> _PROBLEM TO WORK ON_
Please copy the records below word for word, leaving out the pictures.

RECORDS FOR THIS TASK: Begin

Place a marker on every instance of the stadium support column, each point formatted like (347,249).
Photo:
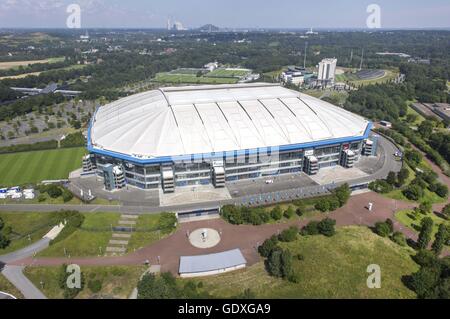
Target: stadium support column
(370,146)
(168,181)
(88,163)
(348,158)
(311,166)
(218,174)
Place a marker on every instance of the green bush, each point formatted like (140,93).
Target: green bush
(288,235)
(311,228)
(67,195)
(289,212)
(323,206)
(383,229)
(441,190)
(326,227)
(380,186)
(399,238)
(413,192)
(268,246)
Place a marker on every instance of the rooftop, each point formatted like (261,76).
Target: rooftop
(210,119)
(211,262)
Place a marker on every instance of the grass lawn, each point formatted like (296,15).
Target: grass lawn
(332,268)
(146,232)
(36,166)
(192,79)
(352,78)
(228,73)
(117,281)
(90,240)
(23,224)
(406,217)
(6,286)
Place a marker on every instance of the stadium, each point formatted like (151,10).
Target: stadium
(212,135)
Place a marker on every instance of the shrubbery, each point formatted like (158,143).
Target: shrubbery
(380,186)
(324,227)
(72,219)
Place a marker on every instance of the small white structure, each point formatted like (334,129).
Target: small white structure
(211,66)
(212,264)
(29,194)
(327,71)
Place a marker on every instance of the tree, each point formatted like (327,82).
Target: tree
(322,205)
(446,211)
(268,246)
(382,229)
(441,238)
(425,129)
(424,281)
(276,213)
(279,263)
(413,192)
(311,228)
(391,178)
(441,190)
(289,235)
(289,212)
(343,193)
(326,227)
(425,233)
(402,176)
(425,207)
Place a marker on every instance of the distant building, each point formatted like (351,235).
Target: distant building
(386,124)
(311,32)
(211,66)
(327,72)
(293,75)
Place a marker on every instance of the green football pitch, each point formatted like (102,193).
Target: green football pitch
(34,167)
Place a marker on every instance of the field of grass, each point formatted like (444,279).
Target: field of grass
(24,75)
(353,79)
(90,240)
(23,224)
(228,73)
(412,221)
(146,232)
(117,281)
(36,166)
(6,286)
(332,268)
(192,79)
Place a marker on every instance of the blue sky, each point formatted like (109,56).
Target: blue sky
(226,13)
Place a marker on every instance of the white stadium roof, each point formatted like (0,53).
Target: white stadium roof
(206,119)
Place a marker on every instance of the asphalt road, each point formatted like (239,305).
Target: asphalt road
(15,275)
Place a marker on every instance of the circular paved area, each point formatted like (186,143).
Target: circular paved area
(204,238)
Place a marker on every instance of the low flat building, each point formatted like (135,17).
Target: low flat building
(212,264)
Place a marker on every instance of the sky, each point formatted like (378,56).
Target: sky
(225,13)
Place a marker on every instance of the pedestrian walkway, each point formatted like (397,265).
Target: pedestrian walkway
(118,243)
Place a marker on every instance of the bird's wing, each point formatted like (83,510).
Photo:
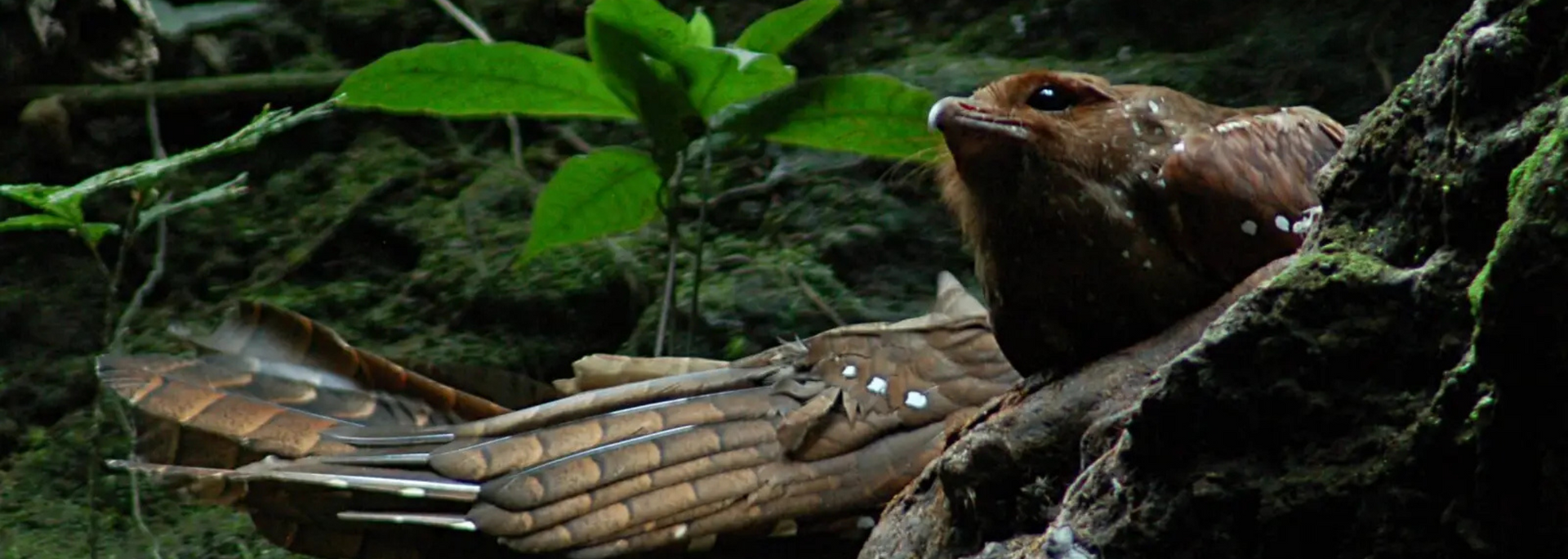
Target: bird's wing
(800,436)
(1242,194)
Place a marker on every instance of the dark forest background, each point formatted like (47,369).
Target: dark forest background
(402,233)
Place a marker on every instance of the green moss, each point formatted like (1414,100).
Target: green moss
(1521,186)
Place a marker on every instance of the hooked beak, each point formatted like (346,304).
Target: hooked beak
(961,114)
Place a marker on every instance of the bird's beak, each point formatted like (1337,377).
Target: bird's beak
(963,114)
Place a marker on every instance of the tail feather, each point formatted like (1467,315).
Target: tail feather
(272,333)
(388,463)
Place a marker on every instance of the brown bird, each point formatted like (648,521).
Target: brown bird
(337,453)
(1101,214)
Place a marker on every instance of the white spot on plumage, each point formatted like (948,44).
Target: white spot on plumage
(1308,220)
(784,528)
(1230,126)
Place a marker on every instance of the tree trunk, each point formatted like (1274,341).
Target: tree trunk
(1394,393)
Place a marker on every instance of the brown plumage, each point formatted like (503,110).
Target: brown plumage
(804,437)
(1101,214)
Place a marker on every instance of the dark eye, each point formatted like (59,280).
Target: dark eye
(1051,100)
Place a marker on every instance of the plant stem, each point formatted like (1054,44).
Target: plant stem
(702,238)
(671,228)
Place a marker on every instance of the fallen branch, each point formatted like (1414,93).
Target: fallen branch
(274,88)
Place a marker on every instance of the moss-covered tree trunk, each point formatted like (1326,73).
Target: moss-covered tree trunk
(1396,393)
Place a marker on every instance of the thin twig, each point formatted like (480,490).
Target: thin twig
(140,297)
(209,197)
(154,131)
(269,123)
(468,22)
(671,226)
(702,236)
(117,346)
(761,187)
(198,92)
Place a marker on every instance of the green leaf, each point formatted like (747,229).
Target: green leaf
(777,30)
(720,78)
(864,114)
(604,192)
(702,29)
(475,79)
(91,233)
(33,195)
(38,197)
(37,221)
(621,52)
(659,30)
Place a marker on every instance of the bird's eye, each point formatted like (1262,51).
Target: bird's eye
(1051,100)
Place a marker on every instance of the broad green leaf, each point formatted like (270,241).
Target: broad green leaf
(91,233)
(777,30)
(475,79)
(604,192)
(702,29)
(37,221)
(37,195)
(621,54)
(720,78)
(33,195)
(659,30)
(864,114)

RECORDS FOR THIS TASK: End

> _ANSWER BOX_
Place a marker on every instance of the stadium support column, each point formatted like (347,249).
Photo:
Target: stadium support column
(370,146)
(168,181)
(88,163)
(348,158)
(311,166)
(218,174)
Place a marker on every instance of the green bush, each point formatted like (140,93).
Target: green bush
(288,235)
(311,228)
(67,195)
(289,212)
(323,206)
(383,229)
(441,190)
(326,227)
(380,186)
(399,238)
(413,192)
(268,246)
Place a marker on every instance of the rooftop, each point formatted like (261,76).
Target: rooftop
(210,119)
(211,262)
Place a marker on every instance of the grass lawn, each point formatted like (296,15).
Target: grass lawn
(332,268)
(146,232)
(36,166)
(192,79)
(352,78)
(228,73)
(117,281)
(90,240)
(23,224)
(406,217)
(6,286)
Place a marker on every instance of the stadium, each point formatted like (151,10).
Target: stadium
(212,135)
Place a marker on every instance of the shrubbery, each point formatted like (158,143).
Target: shrubbery
(380,186)
(324,227)
(72,219)
Place a marker on every instance of the small white structure, each point formatted like (334,129).
Target: small white structure
(211,66)
(212,264)
(29,194)
(327,71)
Place a marker on every instance of the tree, each point formatted like (327,82).
Target: tree
(322,205)
(446,211)
(268,246)
(382,229)
(441,238)
(425,129)
(424,281)
(276,213)
(279,263)
(413,192)
(311,228)
(391,178)
(441,190)
(289,235)
(289,212)
(343,193)
(326,227)
(425,233)
(402,176)
(425,207)
Place a marker on every instance of the distant building, each point formatted like (351,235).
Target: distant building
(386,124)
(311,32)
(211,66)
(327,72)
(293,75)
Place a marker on every instance of the green football pitch, each point formatted like (102,193).
Target: green football pitch
(34,167)
Place a marker on every instance of the field of grass, each point formatted like (444,279).
Target: field of grass
(24,75)
(353,79)
(90,240)
(23,224)
(228,73)
(412,221)
(146,232)
(117,281)
(36,166)
(6,286)
(332,268)
(192,79)
Place a marker on every instance of the blue sky, each point formatted like (109,56).
Target: blue sky
(226,13)
Place a marker on every instance of the white stadium roof, each point formatted like (0,53).
Target: white stadium roof
(206,119)
Place a marker on every instance of the asphalt road, each point formatted like (239,305).
Target: asphalt road
(15,275)
Place a marker on every instance of the circular paved area, each point formatted like (186,143).
Target: circular paved area
(204,238)
Place a marker on every instance of the low flat building, each point formatted like (135,17).
Target: low flat building
(212,264)
Place a marker on every instance of the sky, each point formatted like (378,56).
Target: sky
(225,13)
Place a marker on every instance of the pedestrian walkway, each point formatted like (397,265).
Target: pedestrian walkway
(118,243)
Place a marker on every instance of the bird's wing, each point formatted like (83,510).
Photo:
Target: bird's wing
(800,436)
(1242,194)
Place a marker on every instance of the dark forest background, each point formatted like (47,369).
Target: dark forest background
(402,233)
Place a marker on every instance of the green moss, each point formatted like (1414,100).
Target: green moss
(1521,186)
Place a marker on every instance of the hooked beak, each point formatted like (346,304).
Target: hooked beak
(961,114)
Place a marker on every instance of the bird's beak, each point formatted like (1337,377).
Target: bird's beak
(963,114)
Place a marker on every instance of the tail feather, each point formatted like (1467,315).
Target: tail feather
(272,333)
(388,463)
Place a marker on every instance of the brown bird, each point formatted like (648,521).
Target: brown bird
(337,453)
(1101,214)
Place a marker on every instance of the white spot on plumage, each point formatted like (948,44).
Target: white spot on plumage
(1308,220)
(784,528)
(1230,126)
Place a marker on every instance of the tree trunk, each point formatted like (1274,341).
Target: tree trunk
(1394,393)
Place a marker on every instance of the brown plumage, each point formatted like (503,110).
Target: brown plumage
(804,437)
(1101,214)
Place a marker on every instance of the dark eye, each point formatted like (59,280).
Target: dark eye
(1051,100)
Place a marker on every instance of the plant stem, each point formatted like (1054,44).
Target: plant stem
(702,238)
(671,228)
Place a marker on every instance of the fallen branch, each point formatted like (1414,93).
Target: fallen branch
(274,88)
Place a marker on every instance of the moss-covered tree trunk, each point formatted like (1326,73).
Target: moss-covered tree trunk
(1396,393)
Place a marker on every instance of the thin twig, each point formatted like (480,490).
Target: thin twig
(140,297)
(209,197)
(154,131)
(269,123)
(468,22)
(671,226)
(702,236)
(117,346)
(761,187)
(198,92)
Place a marker on every instance of the green leaf, each point formatted like (747,229).
Target: green leaf
(777,30)
(720,78)
(864,114)
(604,192)
(702,29)
(475,79)
(91,233)
(33,195)
(38,197)
(37,221)
(621,52)
(659,30)
Place a marker on every instance of the bird's eye, each point formatted like (1262,51).
Target: bird's eye
(1051,100)
Place a marker on every instance of the broad green leaf, each point formatted like (270,241).
Target: broad green leaf
(91,233)
(777,30)
(475,79)
(604,192)
(702,29)
(37,221)
(37,195)
(621,54)
(720,78)
(33,195)
(659,30)
(864,114)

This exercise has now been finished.